*Aim*:
Find the line that contains "white bathtub, then" in the entries below. Output it and each later line exactly, and nothing else.

*Source records*:
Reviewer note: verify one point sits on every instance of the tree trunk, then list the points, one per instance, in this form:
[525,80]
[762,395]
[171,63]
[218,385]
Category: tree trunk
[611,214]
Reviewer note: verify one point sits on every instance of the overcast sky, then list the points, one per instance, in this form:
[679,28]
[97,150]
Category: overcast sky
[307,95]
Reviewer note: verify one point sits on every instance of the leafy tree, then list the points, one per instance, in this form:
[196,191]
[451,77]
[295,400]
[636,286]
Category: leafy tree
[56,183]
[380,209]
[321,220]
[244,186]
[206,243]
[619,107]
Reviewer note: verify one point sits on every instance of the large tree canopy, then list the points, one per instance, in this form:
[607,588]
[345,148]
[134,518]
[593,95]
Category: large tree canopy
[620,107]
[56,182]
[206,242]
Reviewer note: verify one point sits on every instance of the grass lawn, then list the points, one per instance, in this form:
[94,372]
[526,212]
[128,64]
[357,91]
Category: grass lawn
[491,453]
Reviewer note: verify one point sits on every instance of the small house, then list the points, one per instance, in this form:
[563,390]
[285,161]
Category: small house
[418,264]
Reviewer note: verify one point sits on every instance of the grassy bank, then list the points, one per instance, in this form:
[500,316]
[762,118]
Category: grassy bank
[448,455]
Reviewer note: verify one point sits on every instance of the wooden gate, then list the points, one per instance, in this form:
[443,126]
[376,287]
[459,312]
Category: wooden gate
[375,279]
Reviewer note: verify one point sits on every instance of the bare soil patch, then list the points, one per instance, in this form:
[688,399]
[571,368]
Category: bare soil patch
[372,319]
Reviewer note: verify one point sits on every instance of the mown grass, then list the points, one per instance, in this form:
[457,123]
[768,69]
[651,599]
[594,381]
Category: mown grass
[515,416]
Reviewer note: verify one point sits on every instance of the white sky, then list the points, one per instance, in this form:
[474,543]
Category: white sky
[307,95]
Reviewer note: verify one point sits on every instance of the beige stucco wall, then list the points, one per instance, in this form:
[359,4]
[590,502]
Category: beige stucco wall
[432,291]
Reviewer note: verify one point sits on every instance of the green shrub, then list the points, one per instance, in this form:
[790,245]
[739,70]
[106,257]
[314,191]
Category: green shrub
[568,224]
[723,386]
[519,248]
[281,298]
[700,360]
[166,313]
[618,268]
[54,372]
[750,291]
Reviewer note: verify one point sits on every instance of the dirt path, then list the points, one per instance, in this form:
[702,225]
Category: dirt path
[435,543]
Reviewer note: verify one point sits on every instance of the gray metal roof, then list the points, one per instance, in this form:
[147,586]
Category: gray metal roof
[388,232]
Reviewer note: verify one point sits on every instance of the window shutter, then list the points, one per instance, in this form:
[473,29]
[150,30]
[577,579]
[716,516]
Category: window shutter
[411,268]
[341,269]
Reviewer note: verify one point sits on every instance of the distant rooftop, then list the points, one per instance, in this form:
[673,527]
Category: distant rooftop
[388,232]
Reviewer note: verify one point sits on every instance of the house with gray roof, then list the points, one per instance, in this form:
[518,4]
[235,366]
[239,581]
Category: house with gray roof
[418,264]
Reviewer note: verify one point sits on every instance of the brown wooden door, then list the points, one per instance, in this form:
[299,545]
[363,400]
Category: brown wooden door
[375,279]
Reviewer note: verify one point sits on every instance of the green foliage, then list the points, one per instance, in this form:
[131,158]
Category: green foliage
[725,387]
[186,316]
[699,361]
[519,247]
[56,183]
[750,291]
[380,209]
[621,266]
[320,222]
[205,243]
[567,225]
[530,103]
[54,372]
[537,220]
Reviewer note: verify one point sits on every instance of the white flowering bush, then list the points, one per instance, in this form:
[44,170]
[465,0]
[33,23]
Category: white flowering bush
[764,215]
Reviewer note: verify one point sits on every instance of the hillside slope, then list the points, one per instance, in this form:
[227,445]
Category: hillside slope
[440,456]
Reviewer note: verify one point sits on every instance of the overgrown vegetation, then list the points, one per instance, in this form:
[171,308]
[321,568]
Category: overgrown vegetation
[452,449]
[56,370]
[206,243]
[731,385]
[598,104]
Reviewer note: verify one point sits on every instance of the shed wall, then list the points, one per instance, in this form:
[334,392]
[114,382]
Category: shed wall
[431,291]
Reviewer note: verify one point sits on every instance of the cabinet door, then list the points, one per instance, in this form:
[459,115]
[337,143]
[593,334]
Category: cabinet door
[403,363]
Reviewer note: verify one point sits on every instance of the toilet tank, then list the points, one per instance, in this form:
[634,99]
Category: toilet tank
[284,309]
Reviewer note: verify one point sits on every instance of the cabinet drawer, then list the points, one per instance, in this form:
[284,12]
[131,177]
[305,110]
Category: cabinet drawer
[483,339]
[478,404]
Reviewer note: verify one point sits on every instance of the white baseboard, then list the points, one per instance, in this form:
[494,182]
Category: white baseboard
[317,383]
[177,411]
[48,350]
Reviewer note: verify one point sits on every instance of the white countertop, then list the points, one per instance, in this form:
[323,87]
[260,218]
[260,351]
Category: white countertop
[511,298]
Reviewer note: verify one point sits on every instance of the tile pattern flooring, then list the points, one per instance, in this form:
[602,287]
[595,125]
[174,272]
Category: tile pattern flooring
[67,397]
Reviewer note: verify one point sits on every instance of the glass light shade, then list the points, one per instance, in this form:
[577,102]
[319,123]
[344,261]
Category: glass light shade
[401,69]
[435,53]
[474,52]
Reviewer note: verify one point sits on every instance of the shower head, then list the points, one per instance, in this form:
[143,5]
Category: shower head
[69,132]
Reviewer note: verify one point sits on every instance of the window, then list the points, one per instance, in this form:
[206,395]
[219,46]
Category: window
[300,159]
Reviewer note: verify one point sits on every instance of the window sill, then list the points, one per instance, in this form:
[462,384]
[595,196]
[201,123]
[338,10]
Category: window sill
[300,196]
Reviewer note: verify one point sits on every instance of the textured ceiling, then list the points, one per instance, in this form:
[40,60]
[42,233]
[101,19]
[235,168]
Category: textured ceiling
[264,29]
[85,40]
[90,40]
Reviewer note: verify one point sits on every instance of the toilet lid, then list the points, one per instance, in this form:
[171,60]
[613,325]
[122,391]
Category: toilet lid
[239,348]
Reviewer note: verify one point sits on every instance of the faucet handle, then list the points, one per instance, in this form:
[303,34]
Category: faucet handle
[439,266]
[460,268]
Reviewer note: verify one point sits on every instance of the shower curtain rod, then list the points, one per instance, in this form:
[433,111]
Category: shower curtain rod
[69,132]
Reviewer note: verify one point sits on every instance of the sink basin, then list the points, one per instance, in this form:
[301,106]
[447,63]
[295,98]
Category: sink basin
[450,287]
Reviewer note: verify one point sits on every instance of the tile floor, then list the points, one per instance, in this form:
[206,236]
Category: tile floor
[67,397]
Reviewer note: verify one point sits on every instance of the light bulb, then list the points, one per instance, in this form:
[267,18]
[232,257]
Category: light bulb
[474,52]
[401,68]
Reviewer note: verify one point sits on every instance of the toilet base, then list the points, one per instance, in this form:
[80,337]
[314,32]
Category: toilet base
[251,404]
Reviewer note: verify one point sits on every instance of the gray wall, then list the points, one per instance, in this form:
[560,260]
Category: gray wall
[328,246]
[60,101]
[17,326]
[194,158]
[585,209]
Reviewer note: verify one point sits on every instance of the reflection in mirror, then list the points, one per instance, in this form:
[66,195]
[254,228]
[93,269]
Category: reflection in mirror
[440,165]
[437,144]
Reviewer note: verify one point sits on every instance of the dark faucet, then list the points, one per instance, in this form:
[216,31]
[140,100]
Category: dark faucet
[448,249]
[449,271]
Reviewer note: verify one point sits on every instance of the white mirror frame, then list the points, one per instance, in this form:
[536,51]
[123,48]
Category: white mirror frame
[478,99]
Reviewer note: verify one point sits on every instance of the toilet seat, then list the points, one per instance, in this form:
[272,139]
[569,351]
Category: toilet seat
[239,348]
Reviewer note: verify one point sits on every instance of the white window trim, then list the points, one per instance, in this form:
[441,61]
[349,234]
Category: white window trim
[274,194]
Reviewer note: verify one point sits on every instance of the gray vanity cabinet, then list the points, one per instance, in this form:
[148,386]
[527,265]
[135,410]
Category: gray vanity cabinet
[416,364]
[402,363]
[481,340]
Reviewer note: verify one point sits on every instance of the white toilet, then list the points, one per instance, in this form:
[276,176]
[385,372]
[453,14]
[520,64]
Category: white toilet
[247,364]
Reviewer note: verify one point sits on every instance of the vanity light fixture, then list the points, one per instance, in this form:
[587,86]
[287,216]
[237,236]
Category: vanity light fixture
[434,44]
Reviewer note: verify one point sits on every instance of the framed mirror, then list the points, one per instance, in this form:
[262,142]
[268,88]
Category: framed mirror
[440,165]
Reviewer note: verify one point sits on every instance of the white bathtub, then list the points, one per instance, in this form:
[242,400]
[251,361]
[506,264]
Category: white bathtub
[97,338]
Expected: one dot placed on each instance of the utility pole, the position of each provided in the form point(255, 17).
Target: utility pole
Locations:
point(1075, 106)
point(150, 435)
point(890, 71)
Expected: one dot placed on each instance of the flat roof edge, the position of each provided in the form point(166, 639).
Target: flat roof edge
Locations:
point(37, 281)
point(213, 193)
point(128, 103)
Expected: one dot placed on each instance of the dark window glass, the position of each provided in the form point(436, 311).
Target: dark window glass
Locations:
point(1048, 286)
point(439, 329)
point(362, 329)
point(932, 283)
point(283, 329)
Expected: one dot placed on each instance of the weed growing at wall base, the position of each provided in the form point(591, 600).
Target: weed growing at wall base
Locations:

*Exercise result*:
Reviewer note: verify one point sits on every instance of the white bathtub, then list the points, one per instance, in this form:
[242,400]
[251,361]
[506,264]
Category: white bathtub
[97,338]
Expected: one dot placed on each instance of the utility pole, the position of each provided in the form point(255, 17).
Target: utility pole
Locations:
point(1075, 106)
point(150, 435)
point(890, 71)
Expected: one dot placed on each instance of the flat roof edge, the position of each provided in the form point(166, 639).
Target: flat roof edge
Locations:
point(37, 281)
point(213, 193)
point(128, 103)
Expected: one dot placed on each instance of the dark window glass, the position of each provided in the form point(436, 311).
Target: dark window glass
Locations:
point(1048, 286)
point(439, 329)
point(362, 329)
point(932, 283)
point(283, 329)
Expected: one dot placed on each instance of the weed growing at wall base, the position of each provided in the form point(591, 600).
Target: weed growing at wall base
Locations:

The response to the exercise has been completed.